**WHAT TO PRODUCE**.
In the records below, find the line containing "Report one point per instance of the glowing". Restate it and all the lines after it exactly, and omit the rest.

···

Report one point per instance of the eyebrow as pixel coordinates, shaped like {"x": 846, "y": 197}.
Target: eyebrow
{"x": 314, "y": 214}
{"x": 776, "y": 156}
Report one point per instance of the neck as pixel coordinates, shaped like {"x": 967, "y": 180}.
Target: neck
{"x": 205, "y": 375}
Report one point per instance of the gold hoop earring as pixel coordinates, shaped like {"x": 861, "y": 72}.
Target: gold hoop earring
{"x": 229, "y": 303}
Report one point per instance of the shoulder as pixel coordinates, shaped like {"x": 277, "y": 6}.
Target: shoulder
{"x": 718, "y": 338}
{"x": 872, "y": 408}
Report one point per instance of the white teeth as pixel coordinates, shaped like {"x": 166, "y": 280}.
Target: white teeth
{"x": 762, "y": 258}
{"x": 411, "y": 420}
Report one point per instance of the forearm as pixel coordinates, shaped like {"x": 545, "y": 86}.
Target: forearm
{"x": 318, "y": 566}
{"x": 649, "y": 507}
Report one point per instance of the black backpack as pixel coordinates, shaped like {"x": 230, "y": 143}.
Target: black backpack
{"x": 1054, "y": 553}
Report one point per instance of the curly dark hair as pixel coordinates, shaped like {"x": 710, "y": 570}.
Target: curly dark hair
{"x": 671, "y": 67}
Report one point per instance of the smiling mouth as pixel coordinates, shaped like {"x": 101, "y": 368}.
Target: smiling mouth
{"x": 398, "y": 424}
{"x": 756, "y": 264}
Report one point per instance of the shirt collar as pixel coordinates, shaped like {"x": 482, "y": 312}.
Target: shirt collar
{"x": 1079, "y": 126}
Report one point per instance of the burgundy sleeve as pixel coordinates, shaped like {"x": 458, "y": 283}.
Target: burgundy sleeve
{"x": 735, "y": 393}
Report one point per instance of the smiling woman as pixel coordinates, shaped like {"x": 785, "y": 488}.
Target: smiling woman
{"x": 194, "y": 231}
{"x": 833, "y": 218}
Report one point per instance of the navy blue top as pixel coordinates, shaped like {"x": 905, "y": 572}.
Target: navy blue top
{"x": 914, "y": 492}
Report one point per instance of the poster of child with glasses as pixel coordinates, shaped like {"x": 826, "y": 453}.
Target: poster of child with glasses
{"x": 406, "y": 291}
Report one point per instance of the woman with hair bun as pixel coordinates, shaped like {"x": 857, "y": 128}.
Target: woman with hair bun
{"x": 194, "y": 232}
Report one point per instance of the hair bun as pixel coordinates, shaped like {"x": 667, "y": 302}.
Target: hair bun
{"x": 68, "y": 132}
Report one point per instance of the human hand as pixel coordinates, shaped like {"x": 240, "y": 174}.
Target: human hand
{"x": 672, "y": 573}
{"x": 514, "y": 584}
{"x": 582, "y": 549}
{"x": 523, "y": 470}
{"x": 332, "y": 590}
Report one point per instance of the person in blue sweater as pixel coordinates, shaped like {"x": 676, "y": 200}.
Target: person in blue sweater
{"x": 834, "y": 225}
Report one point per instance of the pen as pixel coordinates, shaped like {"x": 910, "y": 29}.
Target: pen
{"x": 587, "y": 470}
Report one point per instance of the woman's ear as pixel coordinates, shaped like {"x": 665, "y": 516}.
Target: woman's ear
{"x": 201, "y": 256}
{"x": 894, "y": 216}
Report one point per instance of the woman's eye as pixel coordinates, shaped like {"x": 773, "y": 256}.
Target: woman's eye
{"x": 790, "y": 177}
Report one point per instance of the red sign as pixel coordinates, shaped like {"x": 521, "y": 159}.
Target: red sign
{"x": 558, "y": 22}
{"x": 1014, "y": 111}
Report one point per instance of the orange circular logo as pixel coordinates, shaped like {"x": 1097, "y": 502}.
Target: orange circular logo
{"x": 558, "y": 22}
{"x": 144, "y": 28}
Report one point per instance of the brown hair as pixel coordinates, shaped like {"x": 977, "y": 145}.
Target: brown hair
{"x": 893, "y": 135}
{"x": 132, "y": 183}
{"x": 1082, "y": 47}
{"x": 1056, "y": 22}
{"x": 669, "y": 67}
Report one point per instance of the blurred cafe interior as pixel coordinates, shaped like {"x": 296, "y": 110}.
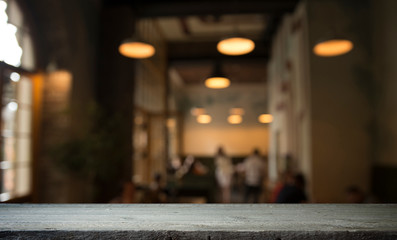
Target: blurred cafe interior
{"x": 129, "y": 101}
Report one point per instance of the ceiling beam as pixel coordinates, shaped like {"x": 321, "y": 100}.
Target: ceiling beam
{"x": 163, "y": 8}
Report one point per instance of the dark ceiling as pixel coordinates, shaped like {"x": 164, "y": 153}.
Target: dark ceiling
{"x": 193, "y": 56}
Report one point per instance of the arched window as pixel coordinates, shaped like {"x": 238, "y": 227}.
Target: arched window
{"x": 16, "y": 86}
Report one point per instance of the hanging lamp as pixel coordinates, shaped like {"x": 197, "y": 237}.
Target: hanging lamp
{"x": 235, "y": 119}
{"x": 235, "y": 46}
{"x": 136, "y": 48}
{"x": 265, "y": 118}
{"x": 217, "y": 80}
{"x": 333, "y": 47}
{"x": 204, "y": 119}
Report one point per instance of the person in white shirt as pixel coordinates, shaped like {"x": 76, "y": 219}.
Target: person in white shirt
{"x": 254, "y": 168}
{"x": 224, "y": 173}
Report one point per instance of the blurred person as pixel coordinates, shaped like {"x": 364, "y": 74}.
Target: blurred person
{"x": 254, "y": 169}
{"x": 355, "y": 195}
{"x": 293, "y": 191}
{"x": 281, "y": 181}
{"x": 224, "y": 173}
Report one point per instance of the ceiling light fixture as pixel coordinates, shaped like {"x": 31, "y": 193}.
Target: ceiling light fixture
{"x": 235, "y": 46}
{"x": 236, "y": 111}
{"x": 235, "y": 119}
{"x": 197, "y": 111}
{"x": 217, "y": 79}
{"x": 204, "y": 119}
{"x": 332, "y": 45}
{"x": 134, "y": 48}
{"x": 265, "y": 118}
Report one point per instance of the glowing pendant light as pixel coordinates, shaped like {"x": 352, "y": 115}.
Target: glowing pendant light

···

**RESULT FOR THIS EXERCISE**.
Report one point per instance of the glowing pendant light as pixel coordinates, shaped like {"x": 352, "y": 115}.
Target: glowing pendant light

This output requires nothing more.